### The task
Your task is to transcribe the entries below exactly, beginning with the line containing "Study the photograph above. For every instance of the dry" and ending with the final line, and to add nothing else.

### Provided data

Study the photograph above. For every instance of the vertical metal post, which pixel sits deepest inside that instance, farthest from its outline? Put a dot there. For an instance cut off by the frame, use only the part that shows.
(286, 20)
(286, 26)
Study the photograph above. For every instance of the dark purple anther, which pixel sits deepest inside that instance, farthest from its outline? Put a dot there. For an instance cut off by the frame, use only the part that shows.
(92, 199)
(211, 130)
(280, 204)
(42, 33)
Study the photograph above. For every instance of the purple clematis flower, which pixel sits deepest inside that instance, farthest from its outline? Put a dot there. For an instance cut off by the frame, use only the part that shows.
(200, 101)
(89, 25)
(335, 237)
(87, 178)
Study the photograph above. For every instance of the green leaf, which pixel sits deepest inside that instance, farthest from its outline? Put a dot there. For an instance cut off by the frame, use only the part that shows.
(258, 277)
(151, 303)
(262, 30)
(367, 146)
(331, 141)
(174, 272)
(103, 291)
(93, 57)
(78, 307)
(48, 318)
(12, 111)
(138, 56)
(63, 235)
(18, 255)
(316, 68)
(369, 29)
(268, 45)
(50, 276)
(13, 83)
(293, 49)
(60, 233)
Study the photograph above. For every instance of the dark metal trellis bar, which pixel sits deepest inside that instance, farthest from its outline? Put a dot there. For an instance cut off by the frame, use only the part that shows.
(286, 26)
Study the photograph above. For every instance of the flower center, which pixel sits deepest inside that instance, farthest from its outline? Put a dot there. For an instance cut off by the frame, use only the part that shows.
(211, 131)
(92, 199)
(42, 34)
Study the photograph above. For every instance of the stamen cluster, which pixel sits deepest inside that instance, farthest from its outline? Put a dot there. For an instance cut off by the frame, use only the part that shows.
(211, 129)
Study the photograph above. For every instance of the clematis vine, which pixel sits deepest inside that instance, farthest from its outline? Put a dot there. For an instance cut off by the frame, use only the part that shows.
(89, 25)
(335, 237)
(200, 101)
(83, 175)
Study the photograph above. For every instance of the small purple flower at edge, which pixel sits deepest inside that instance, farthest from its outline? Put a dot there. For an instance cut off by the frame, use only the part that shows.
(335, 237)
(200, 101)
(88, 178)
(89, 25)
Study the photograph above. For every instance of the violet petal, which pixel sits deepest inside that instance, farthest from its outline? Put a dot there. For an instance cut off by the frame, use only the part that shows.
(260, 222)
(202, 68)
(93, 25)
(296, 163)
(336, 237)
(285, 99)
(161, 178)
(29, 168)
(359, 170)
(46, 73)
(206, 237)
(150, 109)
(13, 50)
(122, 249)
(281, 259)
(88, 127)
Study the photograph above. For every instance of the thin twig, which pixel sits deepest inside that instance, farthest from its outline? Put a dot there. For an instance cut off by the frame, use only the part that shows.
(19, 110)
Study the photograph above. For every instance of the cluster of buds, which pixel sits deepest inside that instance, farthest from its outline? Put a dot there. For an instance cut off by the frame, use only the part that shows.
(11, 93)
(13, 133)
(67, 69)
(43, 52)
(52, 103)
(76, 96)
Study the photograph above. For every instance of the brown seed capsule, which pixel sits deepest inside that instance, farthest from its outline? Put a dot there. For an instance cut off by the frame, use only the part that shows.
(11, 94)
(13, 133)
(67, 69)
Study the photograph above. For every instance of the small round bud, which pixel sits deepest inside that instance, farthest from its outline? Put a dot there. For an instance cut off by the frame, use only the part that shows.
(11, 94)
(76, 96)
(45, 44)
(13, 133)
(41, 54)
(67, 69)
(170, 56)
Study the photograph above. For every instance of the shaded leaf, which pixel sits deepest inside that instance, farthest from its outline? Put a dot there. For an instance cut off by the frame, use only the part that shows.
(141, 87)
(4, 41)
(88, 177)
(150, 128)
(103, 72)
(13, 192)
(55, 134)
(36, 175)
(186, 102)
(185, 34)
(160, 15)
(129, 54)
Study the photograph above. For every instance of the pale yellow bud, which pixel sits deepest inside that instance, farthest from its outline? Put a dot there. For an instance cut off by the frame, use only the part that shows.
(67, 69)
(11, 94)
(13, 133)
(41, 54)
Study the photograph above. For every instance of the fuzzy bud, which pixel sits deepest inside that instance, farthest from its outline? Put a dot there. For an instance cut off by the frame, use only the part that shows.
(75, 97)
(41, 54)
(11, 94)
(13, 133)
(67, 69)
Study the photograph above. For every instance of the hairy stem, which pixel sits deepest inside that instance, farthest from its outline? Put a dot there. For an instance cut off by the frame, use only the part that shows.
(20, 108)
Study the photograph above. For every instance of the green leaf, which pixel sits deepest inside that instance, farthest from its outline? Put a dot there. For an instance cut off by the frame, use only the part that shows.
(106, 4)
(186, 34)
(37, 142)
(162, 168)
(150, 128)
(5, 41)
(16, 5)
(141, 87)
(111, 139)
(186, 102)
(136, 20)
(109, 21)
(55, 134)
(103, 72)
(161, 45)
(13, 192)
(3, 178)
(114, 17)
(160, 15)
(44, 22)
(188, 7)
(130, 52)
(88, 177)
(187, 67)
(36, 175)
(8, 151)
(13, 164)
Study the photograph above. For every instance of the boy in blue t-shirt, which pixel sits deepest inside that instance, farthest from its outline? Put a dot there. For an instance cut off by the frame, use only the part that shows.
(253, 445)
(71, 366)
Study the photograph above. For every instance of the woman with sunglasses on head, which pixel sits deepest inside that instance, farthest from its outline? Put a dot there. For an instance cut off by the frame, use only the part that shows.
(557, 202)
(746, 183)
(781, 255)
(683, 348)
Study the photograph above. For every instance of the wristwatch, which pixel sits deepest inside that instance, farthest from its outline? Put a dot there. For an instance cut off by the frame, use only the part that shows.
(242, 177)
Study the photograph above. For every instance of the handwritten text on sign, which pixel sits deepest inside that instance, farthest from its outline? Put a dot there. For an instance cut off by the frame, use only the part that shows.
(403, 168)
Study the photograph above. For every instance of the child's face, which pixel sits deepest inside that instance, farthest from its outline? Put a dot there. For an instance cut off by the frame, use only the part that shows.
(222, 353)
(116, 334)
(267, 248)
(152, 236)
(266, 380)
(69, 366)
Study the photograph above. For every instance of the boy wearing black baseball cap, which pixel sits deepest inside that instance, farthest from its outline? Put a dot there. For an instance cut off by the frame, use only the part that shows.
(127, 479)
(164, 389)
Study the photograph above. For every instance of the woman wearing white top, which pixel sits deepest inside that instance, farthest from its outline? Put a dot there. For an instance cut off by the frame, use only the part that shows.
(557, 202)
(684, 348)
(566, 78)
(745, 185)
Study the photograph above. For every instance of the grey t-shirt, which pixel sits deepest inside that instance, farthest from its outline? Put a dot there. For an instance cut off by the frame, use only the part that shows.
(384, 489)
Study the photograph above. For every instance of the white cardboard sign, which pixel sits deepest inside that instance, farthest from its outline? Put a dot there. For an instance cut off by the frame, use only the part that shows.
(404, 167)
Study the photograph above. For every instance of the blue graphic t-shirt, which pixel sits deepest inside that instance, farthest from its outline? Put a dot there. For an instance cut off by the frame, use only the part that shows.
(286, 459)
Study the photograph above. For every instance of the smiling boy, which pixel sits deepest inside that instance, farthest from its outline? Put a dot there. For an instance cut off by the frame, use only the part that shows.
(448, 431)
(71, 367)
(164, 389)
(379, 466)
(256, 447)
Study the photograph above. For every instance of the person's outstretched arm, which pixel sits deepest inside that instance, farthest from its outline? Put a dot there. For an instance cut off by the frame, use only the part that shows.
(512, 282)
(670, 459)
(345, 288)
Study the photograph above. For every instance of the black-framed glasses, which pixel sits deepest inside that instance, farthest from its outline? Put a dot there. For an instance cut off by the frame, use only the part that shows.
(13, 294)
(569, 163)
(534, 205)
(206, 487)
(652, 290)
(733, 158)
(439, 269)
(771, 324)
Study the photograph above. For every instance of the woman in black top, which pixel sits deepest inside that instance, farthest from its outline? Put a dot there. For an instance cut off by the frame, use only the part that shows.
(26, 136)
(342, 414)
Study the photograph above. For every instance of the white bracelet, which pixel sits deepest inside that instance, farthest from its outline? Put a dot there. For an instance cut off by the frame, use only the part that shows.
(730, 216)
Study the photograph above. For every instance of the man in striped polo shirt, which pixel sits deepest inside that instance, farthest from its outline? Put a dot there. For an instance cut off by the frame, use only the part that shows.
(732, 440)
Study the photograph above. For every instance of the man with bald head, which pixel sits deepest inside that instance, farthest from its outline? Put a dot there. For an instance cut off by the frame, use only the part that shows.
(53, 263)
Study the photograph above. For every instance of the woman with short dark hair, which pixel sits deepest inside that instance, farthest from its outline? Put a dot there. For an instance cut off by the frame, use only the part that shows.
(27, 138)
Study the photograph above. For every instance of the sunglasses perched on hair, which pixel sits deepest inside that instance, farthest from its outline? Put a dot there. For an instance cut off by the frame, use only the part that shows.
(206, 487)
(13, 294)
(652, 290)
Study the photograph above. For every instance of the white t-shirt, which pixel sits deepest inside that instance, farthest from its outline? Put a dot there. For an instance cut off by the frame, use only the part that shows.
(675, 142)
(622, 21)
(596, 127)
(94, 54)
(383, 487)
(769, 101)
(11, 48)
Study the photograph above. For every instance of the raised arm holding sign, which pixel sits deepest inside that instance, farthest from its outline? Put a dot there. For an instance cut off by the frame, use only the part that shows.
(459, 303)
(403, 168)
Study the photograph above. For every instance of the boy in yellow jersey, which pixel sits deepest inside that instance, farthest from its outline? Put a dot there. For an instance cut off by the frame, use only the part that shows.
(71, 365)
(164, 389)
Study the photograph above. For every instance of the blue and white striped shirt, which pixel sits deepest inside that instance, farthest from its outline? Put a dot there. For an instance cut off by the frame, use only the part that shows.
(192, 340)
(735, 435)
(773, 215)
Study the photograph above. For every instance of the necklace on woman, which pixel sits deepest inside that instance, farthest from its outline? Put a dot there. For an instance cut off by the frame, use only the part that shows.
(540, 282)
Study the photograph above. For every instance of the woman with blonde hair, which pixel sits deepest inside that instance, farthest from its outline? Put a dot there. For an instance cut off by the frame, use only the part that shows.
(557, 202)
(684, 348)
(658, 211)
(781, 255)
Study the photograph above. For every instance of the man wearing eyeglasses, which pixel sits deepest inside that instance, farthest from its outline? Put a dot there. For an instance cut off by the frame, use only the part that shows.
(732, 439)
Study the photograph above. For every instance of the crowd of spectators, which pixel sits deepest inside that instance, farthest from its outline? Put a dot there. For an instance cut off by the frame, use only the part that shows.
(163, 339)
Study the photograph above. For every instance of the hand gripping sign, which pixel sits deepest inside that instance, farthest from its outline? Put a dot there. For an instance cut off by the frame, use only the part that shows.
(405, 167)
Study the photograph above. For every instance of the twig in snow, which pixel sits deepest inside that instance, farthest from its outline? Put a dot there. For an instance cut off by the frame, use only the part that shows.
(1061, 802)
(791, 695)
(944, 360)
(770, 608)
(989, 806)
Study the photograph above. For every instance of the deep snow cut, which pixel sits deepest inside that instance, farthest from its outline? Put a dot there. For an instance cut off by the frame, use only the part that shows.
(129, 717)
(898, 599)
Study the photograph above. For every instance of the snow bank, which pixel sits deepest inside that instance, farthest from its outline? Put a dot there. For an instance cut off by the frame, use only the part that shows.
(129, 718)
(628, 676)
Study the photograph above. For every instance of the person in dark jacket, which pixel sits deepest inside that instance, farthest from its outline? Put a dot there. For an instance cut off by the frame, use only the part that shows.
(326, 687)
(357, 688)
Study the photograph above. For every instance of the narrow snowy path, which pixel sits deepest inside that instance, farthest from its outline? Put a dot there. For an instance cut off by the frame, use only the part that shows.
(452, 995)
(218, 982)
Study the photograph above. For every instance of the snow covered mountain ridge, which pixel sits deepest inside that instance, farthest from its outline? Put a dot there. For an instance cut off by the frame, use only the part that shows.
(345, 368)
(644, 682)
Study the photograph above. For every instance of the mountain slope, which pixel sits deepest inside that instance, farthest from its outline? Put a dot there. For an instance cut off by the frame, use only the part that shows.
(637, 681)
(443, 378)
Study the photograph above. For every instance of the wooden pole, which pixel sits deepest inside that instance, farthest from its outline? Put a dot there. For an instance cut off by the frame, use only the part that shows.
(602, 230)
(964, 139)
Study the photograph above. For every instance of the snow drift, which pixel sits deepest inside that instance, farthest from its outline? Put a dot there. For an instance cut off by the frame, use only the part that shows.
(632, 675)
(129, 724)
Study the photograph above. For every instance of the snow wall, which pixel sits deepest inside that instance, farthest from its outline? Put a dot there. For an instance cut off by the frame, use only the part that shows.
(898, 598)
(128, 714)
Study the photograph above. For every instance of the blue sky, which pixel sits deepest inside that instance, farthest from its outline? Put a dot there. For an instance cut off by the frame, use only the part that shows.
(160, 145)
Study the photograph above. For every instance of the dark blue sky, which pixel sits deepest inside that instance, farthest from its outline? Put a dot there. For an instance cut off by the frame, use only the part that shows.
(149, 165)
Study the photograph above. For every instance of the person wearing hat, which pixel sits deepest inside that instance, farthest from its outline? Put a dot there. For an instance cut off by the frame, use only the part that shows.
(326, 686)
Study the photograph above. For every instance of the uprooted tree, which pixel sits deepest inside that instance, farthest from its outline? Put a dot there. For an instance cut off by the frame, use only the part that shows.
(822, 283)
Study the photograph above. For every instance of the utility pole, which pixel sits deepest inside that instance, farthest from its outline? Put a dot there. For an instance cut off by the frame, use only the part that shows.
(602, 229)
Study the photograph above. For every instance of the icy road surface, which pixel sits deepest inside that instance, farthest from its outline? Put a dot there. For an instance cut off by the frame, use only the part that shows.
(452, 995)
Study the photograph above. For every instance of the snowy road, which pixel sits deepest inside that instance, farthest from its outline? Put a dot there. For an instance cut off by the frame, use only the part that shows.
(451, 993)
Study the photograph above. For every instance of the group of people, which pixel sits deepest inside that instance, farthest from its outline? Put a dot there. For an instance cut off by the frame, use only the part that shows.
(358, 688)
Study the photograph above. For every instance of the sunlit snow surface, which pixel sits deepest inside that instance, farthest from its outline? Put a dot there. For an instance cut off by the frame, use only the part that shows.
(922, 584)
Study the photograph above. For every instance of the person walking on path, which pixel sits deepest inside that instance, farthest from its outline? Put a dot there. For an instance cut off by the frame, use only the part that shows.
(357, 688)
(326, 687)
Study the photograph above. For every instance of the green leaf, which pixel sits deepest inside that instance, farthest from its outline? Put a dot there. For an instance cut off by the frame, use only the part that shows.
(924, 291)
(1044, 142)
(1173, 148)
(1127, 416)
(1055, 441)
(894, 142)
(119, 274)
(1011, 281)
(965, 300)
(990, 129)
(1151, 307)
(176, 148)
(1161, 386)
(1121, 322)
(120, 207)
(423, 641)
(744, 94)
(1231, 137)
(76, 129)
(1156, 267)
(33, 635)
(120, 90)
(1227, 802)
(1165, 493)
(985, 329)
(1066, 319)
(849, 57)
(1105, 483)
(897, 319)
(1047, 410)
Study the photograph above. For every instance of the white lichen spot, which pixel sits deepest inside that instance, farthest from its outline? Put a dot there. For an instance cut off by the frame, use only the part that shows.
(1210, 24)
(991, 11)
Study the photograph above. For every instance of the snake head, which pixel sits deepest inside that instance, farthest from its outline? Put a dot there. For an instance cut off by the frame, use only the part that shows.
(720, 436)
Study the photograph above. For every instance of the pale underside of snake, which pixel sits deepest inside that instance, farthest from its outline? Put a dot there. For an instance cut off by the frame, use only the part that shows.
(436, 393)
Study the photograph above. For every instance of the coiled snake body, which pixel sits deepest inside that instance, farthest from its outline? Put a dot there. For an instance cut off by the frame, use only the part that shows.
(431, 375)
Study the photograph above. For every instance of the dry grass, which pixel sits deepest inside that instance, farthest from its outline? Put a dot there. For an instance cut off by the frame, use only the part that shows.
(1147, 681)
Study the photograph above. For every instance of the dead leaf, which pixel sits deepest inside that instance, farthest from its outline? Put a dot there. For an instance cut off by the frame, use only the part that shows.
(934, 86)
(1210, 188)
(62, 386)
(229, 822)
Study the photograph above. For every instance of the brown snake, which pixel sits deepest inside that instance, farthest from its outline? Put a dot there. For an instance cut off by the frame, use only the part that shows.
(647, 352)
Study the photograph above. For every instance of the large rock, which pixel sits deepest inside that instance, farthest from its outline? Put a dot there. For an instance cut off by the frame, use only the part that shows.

### Full response
Study the photograph above. For every instance of the dry grass, which pixel sits deepest inside that instance, farthest from its outline? Put a dot there. For an instance cut off by the frame, use only the part that shows.
(1147, 681)
Study the photograph above. For every instance of the dead leaf, which pixel sits deepest inside that instance, farthest from its outline? Put a dot there. For an instance cut off by the frame, use only the part that shows.
(934, 86)
(1210, 188)
(62, 386)
(229, 822)
Study the photograph above. For every instance of the brown snake, which pixel sits deepest inside that instance, farthest from its outline? Put a dot there. For an instance cut off by the frame, use only the part that shows.
(647, 352)
Study the photograph above. For every instance of the large rock, which pixel sits deepest inside that instance, farthest from its outline? Put a dot there. For an instance cut off by the frame, use only the part that shows.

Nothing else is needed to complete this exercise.